> [Problem to work on]:
Go to the line in the entries below that holds "box: [226, 232, 259, 289]" and repeat exactly from there through the line that holds "positive clicks: (228, 247)", inclusive.

• • •

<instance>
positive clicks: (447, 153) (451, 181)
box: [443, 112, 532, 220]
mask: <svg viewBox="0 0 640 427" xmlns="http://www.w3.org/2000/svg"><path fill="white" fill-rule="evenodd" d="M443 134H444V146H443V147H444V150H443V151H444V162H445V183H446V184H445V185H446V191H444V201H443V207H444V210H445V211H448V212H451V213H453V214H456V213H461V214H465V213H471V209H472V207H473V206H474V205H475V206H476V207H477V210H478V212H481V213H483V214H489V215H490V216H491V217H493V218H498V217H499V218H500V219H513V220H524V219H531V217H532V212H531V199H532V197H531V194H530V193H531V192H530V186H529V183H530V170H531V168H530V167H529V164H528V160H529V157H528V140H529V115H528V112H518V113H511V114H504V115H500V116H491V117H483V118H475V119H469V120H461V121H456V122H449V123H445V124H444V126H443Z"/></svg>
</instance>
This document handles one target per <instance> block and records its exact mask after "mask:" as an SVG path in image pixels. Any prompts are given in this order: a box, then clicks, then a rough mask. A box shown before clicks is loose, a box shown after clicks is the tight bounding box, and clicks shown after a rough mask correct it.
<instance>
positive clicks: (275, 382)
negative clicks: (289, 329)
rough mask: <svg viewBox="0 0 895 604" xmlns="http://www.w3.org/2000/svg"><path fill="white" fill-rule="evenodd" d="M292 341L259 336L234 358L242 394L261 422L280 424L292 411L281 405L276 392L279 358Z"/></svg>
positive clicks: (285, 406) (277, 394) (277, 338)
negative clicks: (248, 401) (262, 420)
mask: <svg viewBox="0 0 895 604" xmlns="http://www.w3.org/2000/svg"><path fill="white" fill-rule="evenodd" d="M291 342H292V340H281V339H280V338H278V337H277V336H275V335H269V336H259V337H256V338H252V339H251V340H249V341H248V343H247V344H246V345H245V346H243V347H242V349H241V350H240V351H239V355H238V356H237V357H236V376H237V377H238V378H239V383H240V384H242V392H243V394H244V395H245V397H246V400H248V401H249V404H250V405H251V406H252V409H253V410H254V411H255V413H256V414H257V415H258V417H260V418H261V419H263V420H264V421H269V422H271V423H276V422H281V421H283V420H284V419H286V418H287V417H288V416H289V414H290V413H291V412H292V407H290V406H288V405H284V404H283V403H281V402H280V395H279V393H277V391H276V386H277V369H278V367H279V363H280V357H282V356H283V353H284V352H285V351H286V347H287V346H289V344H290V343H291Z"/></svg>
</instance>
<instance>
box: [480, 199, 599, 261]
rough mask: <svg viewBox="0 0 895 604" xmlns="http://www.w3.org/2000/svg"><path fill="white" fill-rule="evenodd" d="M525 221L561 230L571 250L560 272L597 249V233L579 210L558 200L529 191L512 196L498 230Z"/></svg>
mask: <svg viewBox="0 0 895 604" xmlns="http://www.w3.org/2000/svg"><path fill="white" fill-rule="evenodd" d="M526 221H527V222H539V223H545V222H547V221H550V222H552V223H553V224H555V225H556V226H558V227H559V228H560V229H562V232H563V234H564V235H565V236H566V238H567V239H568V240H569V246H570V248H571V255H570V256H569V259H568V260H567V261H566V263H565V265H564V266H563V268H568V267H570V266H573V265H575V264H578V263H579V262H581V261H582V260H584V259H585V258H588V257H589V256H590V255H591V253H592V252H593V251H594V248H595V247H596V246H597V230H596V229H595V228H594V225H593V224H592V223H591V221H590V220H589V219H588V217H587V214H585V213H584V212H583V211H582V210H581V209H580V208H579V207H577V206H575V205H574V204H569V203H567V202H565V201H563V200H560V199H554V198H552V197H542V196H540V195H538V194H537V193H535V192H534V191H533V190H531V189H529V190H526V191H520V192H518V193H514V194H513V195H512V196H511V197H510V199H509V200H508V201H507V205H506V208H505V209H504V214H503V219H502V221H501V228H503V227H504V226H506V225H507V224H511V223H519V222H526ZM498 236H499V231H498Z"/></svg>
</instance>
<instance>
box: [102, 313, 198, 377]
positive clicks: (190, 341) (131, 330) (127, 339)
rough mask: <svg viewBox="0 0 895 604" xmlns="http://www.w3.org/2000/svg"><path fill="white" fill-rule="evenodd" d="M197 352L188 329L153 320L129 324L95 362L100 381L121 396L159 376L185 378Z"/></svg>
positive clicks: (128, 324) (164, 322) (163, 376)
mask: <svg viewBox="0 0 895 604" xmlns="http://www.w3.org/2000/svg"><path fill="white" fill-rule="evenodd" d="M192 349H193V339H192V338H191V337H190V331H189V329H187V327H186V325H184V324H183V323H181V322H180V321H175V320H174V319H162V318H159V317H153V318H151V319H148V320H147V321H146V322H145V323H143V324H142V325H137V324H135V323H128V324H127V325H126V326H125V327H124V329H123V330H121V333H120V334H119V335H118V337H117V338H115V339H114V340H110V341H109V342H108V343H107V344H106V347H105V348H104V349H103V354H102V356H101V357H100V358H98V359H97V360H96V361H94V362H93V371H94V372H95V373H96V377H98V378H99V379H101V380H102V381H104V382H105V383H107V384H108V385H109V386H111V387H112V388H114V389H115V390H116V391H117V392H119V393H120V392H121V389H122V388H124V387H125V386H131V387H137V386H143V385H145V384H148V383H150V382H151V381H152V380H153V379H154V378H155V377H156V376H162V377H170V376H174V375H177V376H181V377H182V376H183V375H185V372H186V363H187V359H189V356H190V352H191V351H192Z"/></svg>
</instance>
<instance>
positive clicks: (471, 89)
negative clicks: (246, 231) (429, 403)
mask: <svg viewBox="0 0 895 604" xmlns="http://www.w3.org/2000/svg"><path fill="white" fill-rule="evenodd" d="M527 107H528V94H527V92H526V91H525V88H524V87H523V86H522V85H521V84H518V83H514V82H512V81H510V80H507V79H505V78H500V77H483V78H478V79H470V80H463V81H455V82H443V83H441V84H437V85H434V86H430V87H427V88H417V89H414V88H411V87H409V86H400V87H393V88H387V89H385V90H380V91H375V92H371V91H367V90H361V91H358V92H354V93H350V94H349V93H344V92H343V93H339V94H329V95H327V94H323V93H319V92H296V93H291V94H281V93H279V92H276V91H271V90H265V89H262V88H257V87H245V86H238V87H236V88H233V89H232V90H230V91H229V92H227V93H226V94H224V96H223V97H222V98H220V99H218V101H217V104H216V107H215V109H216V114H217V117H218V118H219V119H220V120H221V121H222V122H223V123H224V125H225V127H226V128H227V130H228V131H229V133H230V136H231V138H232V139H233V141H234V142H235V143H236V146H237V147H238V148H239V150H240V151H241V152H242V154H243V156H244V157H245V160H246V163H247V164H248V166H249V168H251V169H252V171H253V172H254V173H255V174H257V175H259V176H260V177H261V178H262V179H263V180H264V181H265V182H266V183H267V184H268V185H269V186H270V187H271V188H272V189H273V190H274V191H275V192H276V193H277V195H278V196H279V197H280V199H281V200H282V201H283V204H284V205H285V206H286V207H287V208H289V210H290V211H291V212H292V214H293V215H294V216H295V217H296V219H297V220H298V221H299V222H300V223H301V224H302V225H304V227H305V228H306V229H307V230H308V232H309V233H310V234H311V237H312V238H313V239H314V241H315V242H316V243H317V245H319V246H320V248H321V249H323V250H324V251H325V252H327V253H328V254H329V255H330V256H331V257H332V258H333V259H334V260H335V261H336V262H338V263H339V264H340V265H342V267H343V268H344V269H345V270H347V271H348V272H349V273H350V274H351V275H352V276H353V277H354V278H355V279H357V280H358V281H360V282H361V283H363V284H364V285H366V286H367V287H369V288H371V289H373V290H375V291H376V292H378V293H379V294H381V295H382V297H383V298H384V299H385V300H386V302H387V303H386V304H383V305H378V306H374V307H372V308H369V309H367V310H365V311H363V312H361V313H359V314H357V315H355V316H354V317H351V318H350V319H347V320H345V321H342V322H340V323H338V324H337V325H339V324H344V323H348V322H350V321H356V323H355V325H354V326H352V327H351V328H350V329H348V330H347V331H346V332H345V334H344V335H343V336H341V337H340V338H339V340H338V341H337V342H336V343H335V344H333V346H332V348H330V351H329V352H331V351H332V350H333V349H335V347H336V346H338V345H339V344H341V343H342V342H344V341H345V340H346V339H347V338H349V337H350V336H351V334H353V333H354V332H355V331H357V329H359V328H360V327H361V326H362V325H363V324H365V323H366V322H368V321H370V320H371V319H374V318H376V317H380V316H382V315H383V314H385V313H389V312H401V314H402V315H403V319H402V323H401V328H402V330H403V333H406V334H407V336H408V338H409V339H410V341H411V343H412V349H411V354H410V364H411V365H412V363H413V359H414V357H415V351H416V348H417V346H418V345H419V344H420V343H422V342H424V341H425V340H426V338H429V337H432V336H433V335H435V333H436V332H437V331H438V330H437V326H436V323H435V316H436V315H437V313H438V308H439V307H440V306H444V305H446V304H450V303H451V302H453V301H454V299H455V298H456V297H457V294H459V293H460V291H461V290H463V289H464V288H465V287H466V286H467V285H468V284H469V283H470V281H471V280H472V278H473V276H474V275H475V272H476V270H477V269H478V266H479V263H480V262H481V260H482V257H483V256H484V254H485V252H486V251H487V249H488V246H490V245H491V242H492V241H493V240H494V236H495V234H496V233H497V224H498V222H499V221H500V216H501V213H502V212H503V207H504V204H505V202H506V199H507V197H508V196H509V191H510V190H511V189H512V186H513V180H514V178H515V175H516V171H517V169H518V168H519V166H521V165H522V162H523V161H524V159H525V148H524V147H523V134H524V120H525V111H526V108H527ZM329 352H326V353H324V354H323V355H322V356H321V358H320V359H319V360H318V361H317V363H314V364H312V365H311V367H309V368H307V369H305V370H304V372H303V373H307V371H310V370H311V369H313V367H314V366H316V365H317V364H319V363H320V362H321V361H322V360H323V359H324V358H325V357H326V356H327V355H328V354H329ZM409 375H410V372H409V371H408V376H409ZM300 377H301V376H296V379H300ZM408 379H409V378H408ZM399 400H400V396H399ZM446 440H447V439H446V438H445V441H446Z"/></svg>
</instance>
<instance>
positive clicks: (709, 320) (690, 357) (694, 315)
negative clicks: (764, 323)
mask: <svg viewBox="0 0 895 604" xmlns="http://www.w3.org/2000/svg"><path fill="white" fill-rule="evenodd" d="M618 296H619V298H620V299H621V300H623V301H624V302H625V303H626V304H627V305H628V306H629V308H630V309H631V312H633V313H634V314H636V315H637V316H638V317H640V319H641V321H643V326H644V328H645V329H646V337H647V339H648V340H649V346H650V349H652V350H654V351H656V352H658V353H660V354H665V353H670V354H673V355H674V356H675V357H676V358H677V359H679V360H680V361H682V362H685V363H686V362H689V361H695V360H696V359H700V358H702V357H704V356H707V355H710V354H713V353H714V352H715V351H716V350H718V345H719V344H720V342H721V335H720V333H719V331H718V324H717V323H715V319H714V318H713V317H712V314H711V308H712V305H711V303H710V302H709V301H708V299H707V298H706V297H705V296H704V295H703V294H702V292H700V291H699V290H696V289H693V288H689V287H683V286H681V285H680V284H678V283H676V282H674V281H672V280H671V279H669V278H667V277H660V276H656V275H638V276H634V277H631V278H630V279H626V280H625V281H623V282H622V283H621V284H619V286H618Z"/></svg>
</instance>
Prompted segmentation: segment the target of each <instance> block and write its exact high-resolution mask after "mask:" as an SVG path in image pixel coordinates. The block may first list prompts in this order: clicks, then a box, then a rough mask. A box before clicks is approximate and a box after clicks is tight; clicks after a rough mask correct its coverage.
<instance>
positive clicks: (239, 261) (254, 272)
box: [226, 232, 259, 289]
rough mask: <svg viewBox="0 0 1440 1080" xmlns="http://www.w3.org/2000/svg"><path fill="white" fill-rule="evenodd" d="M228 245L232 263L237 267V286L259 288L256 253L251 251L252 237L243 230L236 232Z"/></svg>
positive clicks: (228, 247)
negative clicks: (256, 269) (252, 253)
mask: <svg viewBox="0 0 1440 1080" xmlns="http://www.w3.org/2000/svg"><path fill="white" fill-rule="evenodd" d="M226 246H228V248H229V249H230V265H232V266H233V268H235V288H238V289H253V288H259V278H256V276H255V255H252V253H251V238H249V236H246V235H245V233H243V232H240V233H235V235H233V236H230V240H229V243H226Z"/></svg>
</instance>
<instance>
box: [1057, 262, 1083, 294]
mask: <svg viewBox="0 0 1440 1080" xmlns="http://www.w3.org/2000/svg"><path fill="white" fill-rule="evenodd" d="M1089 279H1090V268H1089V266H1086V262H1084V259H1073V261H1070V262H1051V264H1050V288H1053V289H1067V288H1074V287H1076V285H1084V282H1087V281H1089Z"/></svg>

• • •

> [Exercise result]:
box: [226, 232, 259, 289]
rough mask: <svg viewBox="0 0 1440 1080" xmlns="http://www.w3.org/2000/svg"><path fill="white" fill-rule="evenodd" d="M228 245L232 263L237 267V286L259 288L256 253L251 251L252 237L243 230L236 232Z"/></svg>
positive clicks: (228, 247)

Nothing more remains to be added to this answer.